── THE DATA ──
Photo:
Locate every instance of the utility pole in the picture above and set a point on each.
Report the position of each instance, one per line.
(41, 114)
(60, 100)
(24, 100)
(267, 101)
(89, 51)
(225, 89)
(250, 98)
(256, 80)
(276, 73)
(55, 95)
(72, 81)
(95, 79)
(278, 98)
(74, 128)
───
• WHAT TO WORK ON
The required output is the exact run of lines from the one with "Locate every instance" through the final line of the entries.

• WRITTEN SOLUTION
Locate every instance of the utility pole in the picture above and set a point on each.
Report the position of each instance, one per line.
(41, 114)
(60, 100)
(24, 100)
(267, 101)
(89, 51)
(225, 89)
(250, 98)
(256, 80)
(276, 73)
(55, 95)
(72, 81)
(95, 79)
(278, 98)
(74, 128)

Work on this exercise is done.